------ Отрывок ------

В заслугу себе генерал ставил арест В. П. Ногина, О. П. Ермаковой, доктора Парижского университета Г. Д. Лейтейзена, В. П. Милютина, М. В. Смидович и журналиста Ю. И. Рудзита.
На первом же допросе Виктор Павлович не отрицал, что бежал из ссылки и проживал по чужому паспорту. «Мотивировал он свой побег и переход на нелегальное положение невозможностью по климатическим и иным условиям отбывать административную ссылку в районе Тобольской губернии», — так записали жандармы в протоколе допроса.
На рассвете, при восходе солнца, когда еще спали тульские обыватели, не зная, какой разгром учинил их жандармский генерал в квартирах эсдеков, Виктор и Ольга Ногины прошлись под ручку по всей Туле.
Наступала весна, кричали грачи на березах. Ледок хрустел под ногами. И покрикивали конвойные:
— А ну, давай, давай!..
ЧЕРЕЗ ПОЛЮС ХОЛОДА
И пошла ссылка седьмая: за Полярный круг. Добирался туда Виктор Павлович ровно год.
23 июля 1911 года этапом на Красноярск — Иркутск отправили его из Тульской тюрьмы. На перевалочный пункт в Верхоянске прибыл он утром 12 июля 1912 года: в трех последних тюрьмах и в трудном пути пришлось провести триста пятьдесят два дня.
У царя почти не было ни одной большой тюрьмы, где бы ни сидел Макар. Товарищи спрашивали его:
— А много ли было этих тюрем?
Он отвечал застенчиво:
— Кажется, пятьдесят.
Красноярская тюрьма была сорок восьмой. За высокой оградой из толстых островерхих бревен, как в старинном остроге времен покорения Сибири, продержали недолго — недели две, пока длился карантин: четверо заключенных заболели тифом.
В первый же день на прогулке встретился Фрумкин: его перегоняли на север Енисейской губернии. Стали вспоминать Москву и разговорились о том, кто их выдал и что могла означать приписка Варвары Ивановны на «Изречениях» Конфуция.
— Вы говорили с ней? — спросил Фрумкин.
— Говорил, правда, мельком. Она указала на Полякова. Показалось ей странным, что в огромной Москве он выбрал квартиру рядом с ней. А потом полиция велела хозяину держать пустым помещение за стеной у него. Туда никто не въехал, но какие-то подозрительные субъекты захаживали каждый день. И можно думать, что там был пункт для филерского наблюдения.

------

Задачи и задания:
1. Продублируйте дословно ту часть отрывка, которая открывается словами «На рассвете, при» и замыкается словами «Павлович ровно год.».
2. Продолжите отрывок о ссылке В. П. Ногина, начав сразу после его последнего предложения.

------ Предоставленные данные ------

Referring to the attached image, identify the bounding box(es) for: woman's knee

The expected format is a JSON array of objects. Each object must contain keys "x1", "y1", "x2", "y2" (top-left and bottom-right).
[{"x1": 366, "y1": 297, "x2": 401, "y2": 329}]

------

Результаты заданий:
1.
На рассвете, при восходе солнца, когда еще спали тульские обыватели, не зная, какой разгром учинил их жандармский генерал в квартирах эсдеков, Виктор и Ольга Ногины прошлись под ручку по всей Туле.
Наступала весна, кричали грачи на березах. Ледок хрустел под ногами. И покрикивали конвойные:
— А ну, давай, давай!..
ЧЕРЕЗ ПОЛЮС ХОЛОДА
И пошла ссылка седьмая: за Полярный круг. Добирался туда Виктор Павлович ровно год.

2.
— Кошмар, кошмар! Ну времена, ну нравы! — ахал Фрумкин. — А Малиновский? Он чист как стеклышко?
Долго перебирали в памяти: и почему с таким упорством допытывался рябой Роман о вещах, которые его не касались? И зачем кричал в Мясницком полицейском доме в форточку? И как ему удавалось выкручиваться всякий раз, когда его под конвоем доставляли в охранку?
— Ильич строго спросит с нас, если мы не откроем ему, что грызет нам душу. Такое нельзя прятать от партии, даже если у вас и у меня нет достоверных фактов, — сказал Ногин. — Я подготовлю записку, вы постарайтесь перебросить ее на волю.
До Парижа записка дошла. Два года таился, хитрил, изворачивался Поляков, пока его не вышибли из партий. А год спустя в местечке Поронино у Владимира Ильича «судили» Малиновского. Его исключили из партии за то, что он сложил с себя полномочия депутата Государственной думы. Но всю его иудину подоплеку так и не вскрыли: даже Владимир Бурцев, разоблачивший такого провокатора, как Евно Азеф, категорически заявил, что он считает невероятным провокаторство Малиновского.
В Александровском централе под Иркутском, где со времен декабристов не затихал похоронный звон кандалов, пришлось просидеть девять месяцев. Последний летний этап в Якутск ушел накануне; осенью и зимой не отправляли, надо было дожидаться весны.
В жутком круговороте: «воля» — тюрьма — «воля» — Ногина выручали стойкая выдержка и умение жить в обширном и радостном мире идей. Он мог замыкаться в себе, уходя в книги на месяц, на год. Так было в Трубецком бастионе Петропавловской крепости, куда не приходила навещать «невеста», куда не доносился голос друга. Но в тюремном быту жарким угольком всегда светилась самая скромная цель: поскорей бы к намеченному месту, где есть относительная свобода. А уж там пламенем полыхала надежда: найдется верный человек, он подопрет плечом, и улетишь ты снова в Москву. В бегах будет будоражить мысль: где, когда и кто укроет хоть на время от филерского сыска? Но помогут товарищи, и снова начнется работа.
А теперь надо ждать еще три четверти года, пока не появится' надежда на побег. Сидеть же невмочь: так прочно завязались связи с подпольем партии, с общественной жизнью, с людьми. И внезапный разрыв таких крепких связей — удар жестокий, непоправимый.
И до боли в сердце терзала неотступная мысль об Ольге: ее сослали в Саратов, под угрозой окончание курсов, а через неделю, ну, через две быть ей матерью. И кто-то придет продолжать его жизнь на этой грешной земле: девочка, мальчик? И что сможет посулить судьба ребенку двух ссыльных?..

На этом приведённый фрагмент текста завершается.